EXERCISE AIM: The records that follow are to be reproduced verbatim.

= = =

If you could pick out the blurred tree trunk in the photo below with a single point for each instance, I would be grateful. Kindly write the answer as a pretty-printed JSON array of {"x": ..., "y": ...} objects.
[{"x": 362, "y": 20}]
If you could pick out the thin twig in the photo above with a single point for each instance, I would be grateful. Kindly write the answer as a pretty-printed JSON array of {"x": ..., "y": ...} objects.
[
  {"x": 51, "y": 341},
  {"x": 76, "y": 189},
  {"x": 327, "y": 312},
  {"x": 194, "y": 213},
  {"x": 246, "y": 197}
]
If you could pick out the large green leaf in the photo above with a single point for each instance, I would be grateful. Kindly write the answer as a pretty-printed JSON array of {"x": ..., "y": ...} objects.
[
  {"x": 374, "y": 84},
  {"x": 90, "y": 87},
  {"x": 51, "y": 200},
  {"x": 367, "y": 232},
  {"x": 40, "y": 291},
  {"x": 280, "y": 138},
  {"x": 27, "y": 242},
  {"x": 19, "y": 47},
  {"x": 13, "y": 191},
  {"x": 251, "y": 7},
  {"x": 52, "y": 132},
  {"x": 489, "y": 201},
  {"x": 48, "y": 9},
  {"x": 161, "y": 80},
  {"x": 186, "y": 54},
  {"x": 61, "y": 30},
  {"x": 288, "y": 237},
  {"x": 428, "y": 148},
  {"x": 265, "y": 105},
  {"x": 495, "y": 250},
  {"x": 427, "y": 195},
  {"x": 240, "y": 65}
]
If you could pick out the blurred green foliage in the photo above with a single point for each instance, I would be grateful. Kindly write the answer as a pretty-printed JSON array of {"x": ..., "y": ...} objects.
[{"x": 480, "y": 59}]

= = =

ANSWER SPACE:
If you could pick out the blurred tree trunk in the photo below with a single point for each instance, I would be grateful. Kindly write the answer as a pretty-printed JSON array of {"x": ..., "y": ...} objects.
[{"x": 362, "y": 20}]
If you could pick out the thin twig in the photo above with a single point for each instance, I would be grateful. Kindly write the answer as a pretty-printed JSON array of {"x": ..., "y": ...} objects.
[
  {"x": 51, "y": 341},
  {"x": 76, "y": 189},
  {"x": 327, "y": 312},
  {"x": 194, "y": 213},
  {"x": 246, "y": 197}
]
If you could pick out the large green leaf in the photo above with a single point for each instance, I would be grateful. Kindly write the answer as a pretty-printed JSON array of {"x": ..., "y": ...} objects.
[
  {"x": 374, "y": 84},
  {"x": 90, "y": 87},
  {"x": 51, "y": 200},
  {"x": 367, "y": 232},
  {"x": 40, "y": 291},
  {"x": 280, "y": 138},
  {"x": 27, "y": 242},
  {"x": 19, "y": 47},
  {"x": 13, "y": 191},
  {"x": 251, "y": 7},
  {"x": 52, "y": 132},
  {"x": 489, "y": 201},
  {"x": 48, "y": 9},
  {"x": 161, "y": 80},
  {"x": 186, "y": 54},
  {"x": 61, "y": 30},
  {"x": 288, "y": 237},
  {"x": 428, "y": 148},
  {"x": 265, "y": 105},
  {"x": 495, "y": 250},
  {"x": 427, "y": 195},
  {"x": 240, "y": 65}
]
If you could pick out the blurred green foliage in the photo above with a single point for each instance, I would be grateful. Kindly write the answer as a pretty-printed JSON array of {"x": ..., "y": ...} objects.
[{"x": 480, "y": 59}]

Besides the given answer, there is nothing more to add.